● Given exercise
Please rewrite the entries below, changing "bed" to "chair" and leaving everything else as it is.

● Supplied records
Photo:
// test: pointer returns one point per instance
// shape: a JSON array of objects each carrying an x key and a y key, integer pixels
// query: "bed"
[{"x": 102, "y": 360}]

● Result below
Photo:
// test: pointer returns one point per instance
// shape: a JSON array of objects each carrying an x key and a y key, integer pixels
// query: "chair"
[{"x": 102, "y": 360}]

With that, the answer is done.